● Goal of the exercise: Each entry, from beginning to end, is to be transcribed verbatim.
(Input data begins)
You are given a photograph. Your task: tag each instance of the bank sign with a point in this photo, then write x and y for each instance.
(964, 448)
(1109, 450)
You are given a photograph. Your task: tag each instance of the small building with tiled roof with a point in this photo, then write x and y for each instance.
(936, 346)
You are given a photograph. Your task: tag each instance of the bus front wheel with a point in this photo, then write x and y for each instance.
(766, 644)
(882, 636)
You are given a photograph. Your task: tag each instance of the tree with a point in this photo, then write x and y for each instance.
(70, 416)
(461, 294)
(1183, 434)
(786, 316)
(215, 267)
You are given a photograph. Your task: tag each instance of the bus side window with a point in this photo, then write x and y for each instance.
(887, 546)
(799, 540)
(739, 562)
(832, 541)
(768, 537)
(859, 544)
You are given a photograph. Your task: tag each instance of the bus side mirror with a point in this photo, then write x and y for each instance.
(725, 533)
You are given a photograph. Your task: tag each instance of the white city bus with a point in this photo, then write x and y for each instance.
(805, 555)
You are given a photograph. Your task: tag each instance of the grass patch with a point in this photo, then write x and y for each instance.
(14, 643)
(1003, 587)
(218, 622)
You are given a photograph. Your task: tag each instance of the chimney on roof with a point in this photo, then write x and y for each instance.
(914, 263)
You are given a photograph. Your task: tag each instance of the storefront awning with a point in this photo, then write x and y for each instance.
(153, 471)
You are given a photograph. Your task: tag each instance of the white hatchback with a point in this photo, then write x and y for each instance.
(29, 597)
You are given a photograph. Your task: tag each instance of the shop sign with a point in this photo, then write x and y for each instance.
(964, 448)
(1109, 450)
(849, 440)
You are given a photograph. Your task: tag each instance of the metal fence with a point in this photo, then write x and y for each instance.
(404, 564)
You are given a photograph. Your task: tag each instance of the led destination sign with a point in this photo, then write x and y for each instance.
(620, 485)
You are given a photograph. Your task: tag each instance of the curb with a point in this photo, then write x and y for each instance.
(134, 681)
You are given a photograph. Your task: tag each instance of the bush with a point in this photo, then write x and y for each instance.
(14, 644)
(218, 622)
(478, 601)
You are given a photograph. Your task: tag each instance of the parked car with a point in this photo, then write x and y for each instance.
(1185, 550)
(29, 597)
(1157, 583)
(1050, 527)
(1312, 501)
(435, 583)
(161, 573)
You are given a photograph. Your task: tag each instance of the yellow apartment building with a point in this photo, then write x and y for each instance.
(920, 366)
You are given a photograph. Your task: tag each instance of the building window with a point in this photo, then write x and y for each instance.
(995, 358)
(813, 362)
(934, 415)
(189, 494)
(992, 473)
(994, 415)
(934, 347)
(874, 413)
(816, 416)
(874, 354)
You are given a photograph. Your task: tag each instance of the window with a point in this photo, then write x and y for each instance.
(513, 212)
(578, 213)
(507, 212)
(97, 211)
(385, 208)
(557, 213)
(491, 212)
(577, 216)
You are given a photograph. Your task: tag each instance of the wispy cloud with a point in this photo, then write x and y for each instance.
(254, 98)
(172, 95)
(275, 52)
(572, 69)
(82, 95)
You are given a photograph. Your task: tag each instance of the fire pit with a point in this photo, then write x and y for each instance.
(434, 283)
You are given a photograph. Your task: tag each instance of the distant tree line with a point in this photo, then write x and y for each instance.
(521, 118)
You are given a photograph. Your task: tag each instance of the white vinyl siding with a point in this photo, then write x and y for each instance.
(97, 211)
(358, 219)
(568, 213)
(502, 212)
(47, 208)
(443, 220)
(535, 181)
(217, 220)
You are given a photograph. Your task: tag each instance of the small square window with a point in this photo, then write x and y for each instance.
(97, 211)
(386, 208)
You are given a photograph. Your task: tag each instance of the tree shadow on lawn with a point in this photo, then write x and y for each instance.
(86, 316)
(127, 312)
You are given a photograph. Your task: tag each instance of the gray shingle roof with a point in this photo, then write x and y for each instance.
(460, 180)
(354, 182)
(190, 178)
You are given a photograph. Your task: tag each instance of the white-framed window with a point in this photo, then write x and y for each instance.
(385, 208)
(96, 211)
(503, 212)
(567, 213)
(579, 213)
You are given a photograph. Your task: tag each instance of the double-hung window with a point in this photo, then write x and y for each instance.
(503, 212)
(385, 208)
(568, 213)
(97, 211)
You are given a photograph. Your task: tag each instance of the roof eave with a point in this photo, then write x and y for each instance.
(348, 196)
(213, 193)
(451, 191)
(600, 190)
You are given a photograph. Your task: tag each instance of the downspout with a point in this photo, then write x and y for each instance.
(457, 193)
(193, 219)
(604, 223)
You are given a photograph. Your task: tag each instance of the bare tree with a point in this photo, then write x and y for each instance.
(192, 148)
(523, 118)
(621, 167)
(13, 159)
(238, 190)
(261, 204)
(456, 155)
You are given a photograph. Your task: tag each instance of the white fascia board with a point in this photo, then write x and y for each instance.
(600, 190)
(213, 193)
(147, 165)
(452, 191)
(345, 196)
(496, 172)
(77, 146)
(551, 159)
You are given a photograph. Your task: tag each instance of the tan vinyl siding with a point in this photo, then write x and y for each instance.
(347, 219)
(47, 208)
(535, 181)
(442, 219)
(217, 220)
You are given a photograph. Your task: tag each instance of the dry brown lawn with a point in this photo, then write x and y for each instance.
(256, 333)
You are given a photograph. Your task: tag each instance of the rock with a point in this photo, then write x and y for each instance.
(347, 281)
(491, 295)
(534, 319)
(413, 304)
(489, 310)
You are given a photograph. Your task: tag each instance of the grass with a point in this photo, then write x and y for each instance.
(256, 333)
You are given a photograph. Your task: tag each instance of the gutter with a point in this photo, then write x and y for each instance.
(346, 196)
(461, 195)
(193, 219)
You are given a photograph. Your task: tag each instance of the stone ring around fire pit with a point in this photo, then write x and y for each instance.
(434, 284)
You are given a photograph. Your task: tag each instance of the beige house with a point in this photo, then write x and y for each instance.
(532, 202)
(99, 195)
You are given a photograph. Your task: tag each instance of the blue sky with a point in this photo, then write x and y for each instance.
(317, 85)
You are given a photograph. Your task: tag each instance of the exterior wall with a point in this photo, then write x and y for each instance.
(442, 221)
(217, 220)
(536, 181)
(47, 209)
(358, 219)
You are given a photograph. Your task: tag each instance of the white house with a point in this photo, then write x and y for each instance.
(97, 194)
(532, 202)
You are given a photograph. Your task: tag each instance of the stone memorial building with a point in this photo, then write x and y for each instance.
(Input data ends)
● Completed task:
You are given a photograph. Your task: tag each instance of the bank sign with a point in this photo, then write x and y for each instance.
(964, 448)
(1109, 450)
You are given a photograph. Your task: tag each instance of the small building with tiled roof with a point in this photo, then write x and y for each instance.
(936, 346)
You are given a photograph. Your task: tag each instance of the bus front wheel with a point in this photo, then write x and y for each instance.
(766, 644)
(882, 636)
You are given a photograph. Your task: tag each instance of the tree with a point in this photo, then write x and y for each instance.
(70, 416)
(461, 294)
(1183, 434)
(786, 316)
(215, 267)
You are given a photograph. Your task: tag each instance of the bus side window with a point in this photo, then write x and y for each instance.
(887, 546)
(799, 540)
(739, 562)
(832, 541)
(768, 537)
(859, 544)
You are given a photograph. Your task: tag each instance of the bus side mirror with a point in this photo, then write x and y for each instance.
(725, 533)
You are given a photograph. Your task: tag each instance of the white city bus with a point in this photo, then write x and y for each instance.
(805, 555)
You are given a photograph. Your task: tag each instance of the grass patch with a point in this photo, then write x and y for each instance.
(14, 643)
(1003, 587)
(218, 622)
You are given a photograph. Your task: tag each instance of the chimney on roof with a point in this photo, then write x and y for each instance.
(914, 263)
You are given a photograph. Your task: tag each instance of the storefront awning with a point in this photo, then write x and y for each instance.
(153, 471)
You are given a photograph. Your task: tag each instance of the white hatchback with a point in this photo, then write x and y for each instance.
(29, 597)
You are given a photograph. Your task: tag each instance of the shop sign with a point in this photo, then write x and y for each instance.
(964, 448)
(1109, 450)
(849, 440)
You are given a photograph. Your task: tag each instance of the metal fence with a point in this photo, then write x and y for each instance.
(404, 564)
You are given a photograph. Your task: tag each instance of the led destination sign with a point in this photo, then write x and y for each instance.
(620, 485)
You are given a photograph. Your task: tag each instance of the curb with a point in this photo, then write x and y for each instance.
(134, 681)
You are given a photograph. Your task: tag each instance of the bush with a point in this photo, then write x and y for each instance.
(14, 644)
(218, 622)
(478, 601)
You are given a photograph. Your task: tag each instance of the parked car with a point in this photo, then write x and y for each instance.
(1185, 550)
(29, 597)
(1157, 583)
(1050, 527)
(1312, 501)
(435, 583)
(161, 573)
You are given a photograph. Your task: tag each instance of the yellow apartment building with a point in this photo, then write x and y for each instance.
(920, 366)
You are given a photograph. Your task: tag each instance of the building window with a point in this photo, then write x and y for each instance.
(995, 358)
(813, 362)
(934, 415)
(189, 494)
(992, 473)
(994, 415)
(934, 347)
(874, 413)
(816, 416)
(874, 354)
You are given a photograph. Your task: tag each instance of the window with a point in this photo, then write x and y for each instance.
(513, 212)
(578, 213)
(507, 212)
(97, 211)
(385, 208)
(557, 213)
(491, 212)
(577, 216)
You are given a photograph. Your task: tag each instance of the wispy cloud with a point in this photo, then write x and y for each instance.
(254, 98)
(172, 95)
(275, 52)
(572, 69)
(82, 95)
You are given a photograph. Your task: tag each instance of the fire pit with a point in this photo, then write x and y for each instance.
(434, 283)
You are given a photograph. Your task: tag each instance of the distant tree line with a point in this photo, then write x and y for each instance.
(521, 118)
You are given a photograph. Your task: tag each instance of the white vinyl siding with a point in this photo, then write x and y for each instance.
(97, 211)
(358, 219)
(568, 213)
(502, 212)
(47, 208)
(443, 220)
(535, 181)
(217, 220)
You are given a photograph. Your task: tag each instance of the small square window with a point in this photo, then write x and y for each instance.
(97, 211)
(386, 208)
You are given a photograph. Your task: tag each instance of the tree shadow on lawn with a point in this photo, then write x and y for each instance.
(86, 316)
(127, 312)
You are given a photograph. Your task: tag each instance of the gray shingle roof with a point in this photo, then write x and y for each instance.
(460, 180)
(354, 182)
(190, 178)
You are given a photograph. Your task: tag each instance of the white-framed window with a point in this photo, then write x and y for each instance.
(385, 208)
(96, 211)
(503, 212)
(567, 213)
(579, 213)
You are given a photograph. Your task: tag each instance of the double-hung window with a point in this photo, then write x and y for each instance.
(503, 212)
(385, 208)
(568, 213)
(97, 211)
You are given a photograph. Your task: tag each instance of the roof eave with a point in this photo, then write x and y for each instance.
(348, 196)
(213, 193)
(451, 191)
(600, 190)
You are given a photograph. Your task: tag each instance of the downspout with a point in this photo, then write x and y for each instance.
(457, 193)
(193, 219)
(604, 223)
You are given a photograph. Your task: tag each instance of the bare tree with a point in this photo, then write x and y for each instance.
(192, 148)
(523, 118)
(621, 167)
(13, 159)
(238, 190)
(261, 204)
(456, 155)
You are given a photograph. Your task: tag each instance of the white fascia board with a point in this photo, then write x and y for each instance.
(600, 190)
(213, 193)
(147, 165)
(452, 191)
(345, 196)
(496, 172)
(77, 146)
(551, 159)
You are given a photograph. Your task: tag each instance of the tan vinyl siding with a point in this photo, then write x and y for each instance.
(347, 219)
(47, 208)
(535, 181)
(442, 219)
(217, 220)
You are given a photograph. Your task: tag each instance of the dry brown lawn with a point in this photo, then write x and y for each instance.
(256, 333)
You are given a photograph. Your task: tag each instance of the rock with a point in this photo, then write x and y for each instance.
(347, 281)
(491, 295)
(534, 319)
(413, 304)
(489, 310)
You are given a photograph. Your task: tag each instance of the grass with a point in this photo, then write x and y for each instance.
(256, 333)
You are given a photograph. Your task: tag each instance of the gutter with a point in this photo, then write x and y for each instance.
(346, 196)
(461, 195)
(193, 219)
You are given a photograph. Your task: tag each instance of the stone ring around fire pit with a point in this photo, then write x and y for each instance.
(434, 284)
You are given a photograph. Your task: tag each instance of the beige house with a point in this photo, then write x and y for each instance.
(532, 202)
(99, 195)
You are given a photograph. Your task: tag each instance of the blue sky with a point in this photo, then write x and y for each instance.
(317, 85)
You are given a photograph. Your task: tag each instance of the exterior wall with a point in this photo, then write x and y for each instance.
(442, 221)
(217, 220)
(536, 181)
(47, 209)
(358, 219)
You are given a photograph. Your task: tag each instance of the white house with a point in this photo, then write x and y for each instance.
(97, 194)
(532, 202)
You are given a photograph. Your task: tag each instance of the stone memorial building with a point in this photo, then write x and y for each instance.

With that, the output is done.